■ Task details ■
The answer is all of the data, repeated exactly.

Collected data
:::

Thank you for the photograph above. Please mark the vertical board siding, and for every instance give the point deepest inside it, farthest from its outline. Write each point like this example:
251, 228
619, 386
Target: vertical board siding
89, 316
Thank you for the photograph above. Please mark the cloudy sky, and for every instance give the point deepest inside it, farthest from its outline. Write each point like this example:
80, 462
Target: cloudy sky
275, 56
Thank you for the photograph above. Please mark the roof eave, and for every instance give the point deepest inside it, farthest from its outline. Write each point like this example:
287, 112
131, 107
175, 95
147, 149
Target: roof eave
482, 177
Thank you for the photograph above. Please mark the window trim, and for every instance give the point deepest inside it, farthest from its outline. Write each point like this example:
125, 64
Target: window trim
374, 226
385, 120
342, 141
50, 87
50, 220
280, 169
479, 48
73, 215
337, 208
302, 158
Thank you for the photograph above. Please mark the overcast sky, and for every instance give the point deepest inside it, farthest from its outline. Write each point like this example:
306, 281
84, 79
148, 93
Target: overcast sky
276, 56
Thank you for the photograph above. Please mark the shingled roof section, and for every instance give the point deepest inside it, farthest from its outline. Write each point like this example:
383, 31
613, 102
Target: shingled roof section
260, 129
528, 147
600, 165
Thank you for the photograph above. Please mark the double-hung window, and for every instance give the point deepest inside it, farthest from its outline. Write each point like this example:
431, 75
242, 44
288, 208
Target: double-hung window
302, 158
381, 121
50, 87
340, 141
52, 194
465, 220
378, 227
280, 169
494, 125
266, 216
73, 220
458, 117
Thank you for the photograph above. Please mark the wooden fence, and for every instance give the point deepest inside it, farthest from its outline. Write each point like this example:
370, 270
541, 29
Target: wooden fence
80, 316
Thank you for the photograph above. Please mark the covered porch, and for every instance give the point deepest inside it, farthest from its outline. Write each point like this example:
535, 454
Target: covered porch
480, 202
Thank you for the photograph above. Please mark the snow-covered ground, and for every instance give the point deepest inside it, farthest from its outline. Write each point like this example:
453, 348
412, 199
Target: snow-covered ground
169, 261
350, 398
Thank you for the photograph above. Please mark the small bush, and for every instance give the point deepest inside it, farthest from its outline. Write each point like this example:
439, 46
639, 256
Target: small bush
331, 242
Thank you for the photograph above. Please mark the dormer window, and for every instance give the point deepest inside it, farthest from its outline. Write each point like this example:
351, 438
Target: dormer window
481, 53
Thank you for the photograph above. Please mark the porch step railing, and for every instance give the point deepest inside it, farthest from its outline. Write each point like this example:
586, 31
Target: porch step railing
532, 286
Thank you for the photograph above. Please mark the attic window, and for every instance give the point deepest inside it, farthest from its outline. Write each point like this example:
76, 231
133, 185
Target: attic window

:::

■ Task result ■
Thank you for the photograph above. Please mark the vertical board siding, and for every instance give the point deepest inside it, farthest from its outline. Write each point like this example:
251, 228
619, 386
Target: vertical board siding
89, 316
Thank you for the photograph above. Please mark the cloudy sky, and for every instance give the point deepest inside it, farthest from its outline. Write each point like this example:
80, 462
Target: cloudy sky
275, 56
Thank you for the photograph above. Please mark the roof eave, and for every instance give the point deepest inside it, farthest from its outline. Write each point like this example:
287, 112
131, 107
175, 95
147, 149
Target: roof eave
482, 177
Thank you for the photograph above. Please mark the window trim, and for every instance give the point deepest inside it, farthest from its outline. Write each point like this example:
125, 64
Target: window trim
374, 226
385, 120
342, 141
50, 87
50, 220
280, 169
479, 48
73, 215
337, 208
302, 158
Thank you for the photograph above. Please mark the overcast sky, and for every instance give the point deepest inside it, farthest from its outline. Write each point like this example:
306, 281
84, 79
148, 93
Target: overcast sky
276, 56
Thank you for the photograph above. Please mark the shingled roof section, and for every instance give the point deepest inside it, farthest from its outline. Write each point like this example:
383, 31
613, 102
Target: shingled roof section
260, 129
528, 147
600, 165
Thank you for the photograph above. Please mark the double-hung window, and for every instance give the point deepest inside it, farthest from its outline. Write each point like this example:
431, 75
242, 44
288, 208
Target: double-hung window
302, 158
381, 121
50, 87
340, 141
52, 194
465, 220
378, 227
280, 169
494, 125
266, 216
73, 220
458, 117
Thank you for the photograph above. Please mark the wooden fence, and for every instance give the point deepest inside it, farthest from its outline. Write each point like this example:
370, 270
541, 29
Target: wooden fence
80, 316
Thank you for the photograph above. Please mark the covered porch, and for every instance give the point deepest inside it, farthest from its outline. Write each point like this example:
535, 454
Target: covered porch
480, 202
Thank you for the photograph above. Please mark the snow-covered ground, and for every instance give the point deepest inside it, farthest from its outline. Write each point like this example:
453, 348
412, 199
Target: snow-covered ground
169, 261
350, 398
Thank you for the photograph above. Please mark the small bush, and for every instance give the point deepest inside it, farthest from its outline. Write each point like this example:
439, 46
639, 256
Target: small bush
331, 242
Thank you for the photograph above. Please mark the dormer window, and for every instance give the point deepest inside it, farthest from its outline. Write each point like this example:
351, 438
Target: dormer window
481, 53
Thank you for the photograph above. Please mark the porch step railing, and for every instance give the point deepest inside it, farthest from its outline. Write each point like this example:
586, 31
Target: porch step railing
532, 286
Thank you for the photograph above. Please mark the attic window, and for every instance give the point deepest inside it, farthest from its outline. Write each point like this example:
76, 231
133, 185
Target: attic window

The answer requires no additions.